----- Input for this task -----

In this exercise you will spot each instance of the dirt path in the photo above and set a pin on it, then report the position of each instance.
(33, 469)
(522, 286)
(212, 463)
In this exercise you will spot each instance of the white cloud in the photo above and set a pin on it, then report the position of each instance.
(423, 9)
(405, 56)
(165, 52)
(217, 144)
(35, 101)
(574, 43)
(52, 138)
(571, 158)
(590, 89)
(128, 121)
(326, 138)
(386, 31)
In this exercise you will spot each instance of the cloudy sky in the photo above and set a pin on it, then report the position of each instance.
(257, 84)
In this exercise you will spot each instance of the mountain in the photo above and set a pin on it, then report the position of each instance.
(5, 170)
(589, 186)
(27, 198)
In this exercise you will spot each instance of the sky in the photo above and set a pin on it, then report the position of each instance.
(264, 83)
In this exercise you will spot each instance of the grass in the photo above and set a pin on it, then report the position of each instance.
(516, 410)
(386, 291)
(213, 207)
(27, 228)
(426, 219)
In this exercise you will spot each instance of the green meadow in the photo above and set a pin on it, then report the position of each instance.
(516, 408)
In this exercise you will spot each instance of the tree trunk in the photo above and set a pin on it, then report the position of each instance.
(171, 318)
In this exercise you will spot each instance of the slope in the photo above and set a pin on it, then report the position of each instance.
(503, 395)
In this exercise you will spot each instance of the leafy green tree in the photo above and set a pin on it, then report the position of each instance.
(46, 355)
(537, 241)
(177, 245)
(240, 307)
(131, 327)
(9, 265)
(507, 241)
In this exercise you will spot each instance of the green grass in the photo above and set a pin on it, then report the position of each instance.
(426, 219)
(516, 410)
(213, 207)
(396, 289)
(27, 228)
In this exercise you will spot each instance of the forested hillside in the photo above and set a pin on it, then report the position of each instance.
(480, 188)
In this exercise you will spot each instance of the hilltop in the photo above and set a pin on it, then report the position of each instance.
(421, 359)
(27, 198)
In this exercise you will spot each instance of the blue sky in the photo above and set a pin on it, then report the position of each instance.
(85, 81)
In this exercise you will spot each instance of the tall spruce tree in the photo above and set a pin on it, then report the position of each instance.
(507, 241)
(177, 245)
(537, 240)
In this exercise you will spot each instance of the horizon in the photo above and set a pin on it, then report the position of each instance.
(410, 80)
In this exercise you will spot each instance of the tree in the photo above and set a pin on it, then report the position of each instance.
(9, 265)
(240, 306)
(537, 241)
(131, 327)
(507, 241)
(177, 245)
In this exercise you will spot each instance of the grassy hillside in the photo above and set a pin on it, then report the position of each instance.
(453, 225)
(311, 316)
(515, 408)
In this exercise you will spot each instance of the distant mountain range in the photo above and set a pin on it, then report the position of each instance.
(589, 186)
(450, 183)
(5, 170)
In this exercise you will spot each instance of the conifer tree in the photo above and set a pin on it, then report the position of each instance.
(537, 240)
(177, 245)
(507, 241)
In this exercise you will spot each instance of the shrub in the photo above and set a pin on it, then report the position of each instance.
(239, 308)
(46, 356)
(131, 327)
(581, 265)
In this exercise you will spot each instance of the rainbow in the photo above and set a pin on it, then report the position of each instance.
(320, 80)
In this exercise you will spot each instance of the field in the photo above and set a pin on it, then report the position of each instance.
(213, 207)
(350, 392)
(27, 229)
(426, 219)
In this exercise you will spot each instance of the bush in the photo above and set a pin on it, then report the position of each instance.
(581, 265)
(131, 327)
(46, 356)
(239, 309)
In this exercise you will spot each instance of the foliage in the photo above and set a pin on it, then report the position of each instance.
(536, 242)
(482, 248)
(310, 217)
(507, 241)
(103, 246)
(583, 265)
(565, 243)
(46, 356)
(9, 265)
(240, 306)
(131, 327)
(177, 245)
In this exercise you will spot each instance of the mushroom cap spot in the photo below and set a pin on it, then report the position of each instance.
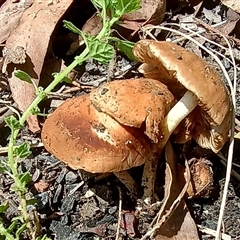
(135, 103)
(184, 70)
(83, 138)
(195, 126)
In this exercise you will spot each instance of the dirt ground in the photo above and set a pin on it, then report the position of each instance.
(74, 204)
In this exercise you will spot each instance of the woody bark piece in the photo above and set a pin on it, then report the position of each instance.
(32, 37)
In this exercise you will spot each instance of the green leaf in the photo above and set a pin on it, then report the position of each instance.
(101, 51)
(125, 47)
(100, 4)
(2, 168)
(22, 151)
(71, 27)
(12, 123)
(22, 76)
(124, 6)
(4, 207)
(25, 178)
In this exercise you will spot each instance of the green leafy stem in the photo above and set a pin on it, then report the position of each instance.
(97, 48)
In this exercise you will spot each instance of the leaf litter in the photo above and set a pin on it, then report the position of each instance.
(86, 215)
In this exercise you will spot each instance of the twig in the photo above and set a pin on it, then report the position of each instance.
(119, 213)
(213, 232)
(233, 93)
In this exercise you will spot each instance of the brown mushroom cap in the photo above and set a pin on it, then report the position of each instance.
(77, 134)
(135, 103)
(182, 71)
(187, 69)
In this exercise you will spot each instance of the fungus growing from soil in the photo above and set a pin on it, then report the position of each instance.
(204, 103)
(203, 111)
(83, 136)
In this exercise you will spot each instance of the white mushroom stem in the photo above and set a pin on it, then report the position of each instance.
(128, 181)
(180, 110)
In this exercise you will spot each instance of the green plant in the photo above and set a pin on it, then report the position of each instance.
(98, 48)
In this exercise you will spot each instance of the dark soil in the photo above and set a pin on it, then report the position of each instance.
(74, 205)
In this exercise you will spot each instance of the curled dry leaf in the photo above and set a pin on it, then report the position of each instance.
(233, 4)
(10, 15)
(201, 183)
(94, 140)
(128, 223)
(176, 223)
(208, 121)
(33, 35)
(119, 99)
(151, 11)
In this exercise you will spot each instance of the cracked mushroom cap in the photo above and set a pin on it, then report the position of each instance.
(84, 138)
(135, 103)
(182, 70)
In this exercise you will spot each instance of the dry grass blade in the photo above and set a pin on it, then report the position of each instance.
(232, 86)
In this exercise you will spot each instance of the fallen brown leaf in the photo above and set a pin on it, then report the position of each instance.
(41, 186)
(128, 223)
(33, 35)
(151, 11)
(233, 4)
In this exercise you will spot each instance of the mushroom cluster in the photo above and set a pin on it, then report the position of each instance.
(126, 123)
(204, 108)
(113, 129)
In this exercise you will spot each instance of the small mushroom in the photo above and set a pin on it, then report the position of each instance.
(204, 103)
(84, 137)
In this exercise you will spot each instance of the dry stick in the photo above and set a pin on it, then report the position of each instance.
(119, 213)
(35, 145)
(233, 93)
(170, 211)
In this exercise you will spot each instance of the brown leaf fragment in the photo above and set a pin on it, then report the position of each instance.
(33, 35)
(174, 220)
(10, 15)
(93, 26)
(152, 11)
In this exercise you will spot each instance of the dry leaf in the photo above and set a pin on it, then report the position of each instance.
(32, 34)
(10, 14)
(232, 20)
(152, 11)
(174, 219)
(233, 4)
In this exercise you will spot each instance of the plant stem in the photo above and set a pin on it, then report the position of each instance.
(57, 79)
(4, 232)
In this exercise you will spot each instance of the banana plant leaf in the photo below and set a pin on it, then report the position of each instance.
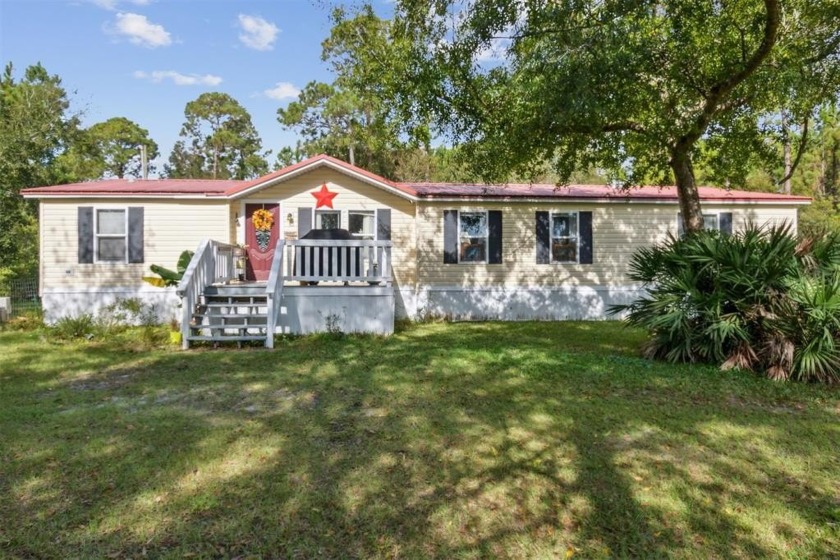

-----

Exercise aim
Copy all of the items above word for word, leaving out the pictures.

Completed exercise
In this exercise you will spot each instance of the dirt path in the photo above and set a pin on it, then report the position of each instance.
(33, 469)
(522, 286)
(212, 463)
In this exercise you will spot each instance of the white cloud in the photo above and set a pin on it, then report the position of each instance.
(423, 9)
(405, 56)
(165, 52)
(217, 144)
(35, 101)
(574, 43)
(52, 138)
(571, 158)
(590, 89)
(128, 121)
(326, 138)
(386, 31)
In this exercise you will spot each instance of the cloudy sky in the photo above and set a pin on it, then report the position of each instance.
(257, 84)
In this exercise you will spot each instance of the mountain in the photo above and set a pin on it, then report the position of each instance.
(5, 170)
(589, 186)
(27, 198)
In this exercise you will spot each instance of the sky in the photo above and set a pin on it, then report the position of each instance.
(264, 83)
In this exercise you will spot each instance of the grass in the photo above and set a pin on it, then report the position of each instance.
(516, 410)
(386, 291)
(213, 207)
(27, 228)
(426, 219)
In this exercise you will spot each instance of the green meadow in the photo above and set a pin on it, then report the position of each instance.
(516, 408)
In this exercise you will spot each instance of the tree trunk in the photo above and set a pin on it, then report the position of each instance.
(171, 318)
In this exercise you will spot each instance of the slope in the photo above and set a pin on it, then report the position of each instance.
(503, 395)
In this exercise you will spot each instance of the leafy green tree in the photo above and set a pin on it, then report the position of each instance.
(46, 355)
(537, 241)
(177, 245)
(240, 307)
(131, 327)
(9, 265)
(507, 241)
In this exercise you will spot each instance of the green grass in the photo above and set a pin on it, then report the position of each instance.
(426, 219)
(516, 410)
(213, 207)
(396, 289)
(27, 228)
In this exercise you will spot each instance of the forested hillside in the photo above and set a pin on it, then report the position of each instance.
(480, 188)
In this exercise you will spot each instance of the hilltop in the photo above and set a pin on it, then report the position of each instance.
(421, 359)
(27, 198)
In this exercise you will spot each instance of the blue sky in the photo above and set a pin on it, then report the position of each instance.
(85, 81)
In this exercise you will spot each instance of the tall spruce tree in the photo above and set a pin on it, then report the position of each instance.
(507, 241)
(177, 245)
(537, 240)
In this exercise you will spot each instance of the horizon in the photo above and set a pin on it, then report the position of each instance.
(410, 80)
In this exercise you will spot each instance of the tree in the photo above and set a pin on it, then report the position of each instance.
(9, 265)
(240, 306)
(537, 241)
(131, 327)
(507, 241)
(177, 245)
In this exercise you will spot each instance of the grassy hillside in the photo above and set a pin on it, then report the position of each instance.
(453, 225)
(311, 316)
(515, 408)
In this exercise you will spot each instance of the distant mountain range in the photo above and set a pin on it, then report the position of each instance.
(589, 186)
(450, 183)
(5, 170)
In this exercise you will spot each instance of the conifer tree in the photo above and set a pin on it, then report the position of each instance.
(537, 240)
(177, 245)
(507, 241)
In this exercise you will spot each instance of the shrub in the photo above and set a pin on it, then report the position of each instance.
(239, 308)
(46, 356)
(131, 327)
(581, 265)
In this exercise you will spot each instance of the rainbow in the photo above and set a pin on it, then report the position of each instance.
(320, 80)
In this exercise you will spot each instance of the field in the photo above and set a pin on it, then report the position of each instance.
(213, 207)
(350, 392)
(27, 229)
(426, 219)
In this exercise you will spot each instance of the bush in the photo above and set a pin on it, then report the position of each instance.
(581, 265)
(131, 327)
(46, 356)
(239, 309)
In this exercise you will spot each instance of the foliage in the photo above and set a pin on it, then report the position of each instance.
(536, 242)
(482, 248)
(310, 217)
(507, 241)
(103, 246)
(583, 265)
(565, 243)
(46, 356)
(9, 265)
(240, 306)
(131, 327)
(177, 245)
In this exercise you will spot each instance of the mushroom cap spot in the photo below and set a pin on it, then report the position of each instance.
(135, 103)
(184, 70)
(83, 138)
(195, 126)
In this exercise you will spot each instance of the dirt ground in the photo above and set a pin on it, then report the position of each instance.
(74, 204)
In this exercise you will spot each instance of the woody bark piece in the photo above and set a pin on it, then report the position of each instance.
(32, 37)
In this exercise you will spot each instance of the green leaf in the photo above and set a pin on it, then report the position of each instance.
(101, 51)
(125, 47)
(100, 4)
(2, 168)
(22, 151)
(71, 27)
(12, 123)
(22, 76)
(124, 6)
(4, 207)
(25, 178)
In this exercise you will spot each instance of the green leafy stem in the photo above and set a pin on it, then report the position of each instance.
(97, 48)
In this exercise you will spot each instance of the leaf litter in the photo above and set a pin on it, then report the position of each instance.
(86, 215)
In this exercise you will spot each instance of the twig in the photo above and set a pin on it, then report the position of each instance.
(119, 213)
(213, 232)
(233, 93)
In this exercise you will spot each instance of the brown mushroom cap in the photo above and set a pin on it, then report the position of each instance.
(77, 134)
(135, 103)
(182, 71)
(187, 69)
In this exercise you will spot each instance of the fungus growing from soil in the photo above and set a pin on it, then report the position of each instance.
(204, 103)
(203, 111)
(83, 136)
In this exercise you will spot each instance of the white mushroom stem in the photo above and set a pin on it, then report the position of each instance.
(128, 181)
(180, 110)
In this exercise you will spot each instance of the green plant in the photo above and set a pin on it, then report the position of each instance.
(98, 48)
In this exercise you will spot each instance of the dark soil in the photo above and set a pin on it, then report the position of each instance.
(74, 205)
In this exercise you will spot each instance of the curled dry leaf in the photo above and set a pin on it, then report the position of each instance.
(233, 4)
(10, 15)
(201, 183)
(94, 140)
(128, 223)
(176, 223)
(208, 121)
(33, 35)
(119, 99)
(151, 11)
In this exercise you will spot each instance of the cracked mushroom cap in the photo above and set a pin on it, then report the position of each instance.
(84, 138)
(135, 103)
(182, 70)
In this exercise you will spot each instance of the dry grass blade in the photo above and set a pin on it, then report the position of each instance.
(232, 86)
In this exercise you will spot each instance of the fallen brown leaf in the photo above and set a pin on it, then report the position of each instance.
(41, 186)
(128, 223)
(33, 35)
(151, 11)
(233, 4)
In this exercise you will spot each instance of the mushroom cluster in the photo above and set a pin on it, then report the position of each instance.
(126, 123)
(204, 108)
(113, 129)
In this exercise you will spot each instance of the small mushroom in the photo above and set a pin on it, then report the position of each instance.
(204, 103)
(84, 137)
In this exercise you will spot each instance of the dry stick in the photo above and set a pin on it, then report the position of each instance.
(119, 213)
(35, 145)
(233, 93)
(170, 211)
In this exercise you will spot each instance of the brown leaf fragment in the photo above and set a pin on it, then report the position of each instance.
(33, 35)
(174, 220)
(10, 15)
(93, 26)
(152, 11)
In this exercise you will spot each instance of the dry leaf in the photo above and set a pin on it, then report the position of each instance.
(32, 34)
(10, 14)
(232, 20)
(152, 11)
(174, 219)
(233, 4)
In this exercise you will spot each instance of the plant stem in the photo above and set a pin on it, then report the position of each instance.
(57, 79)
(4, 232)
In this exercise you will spot each instance of the banana plant leaf in the photo below and set a pin on it, then report the position of each instance.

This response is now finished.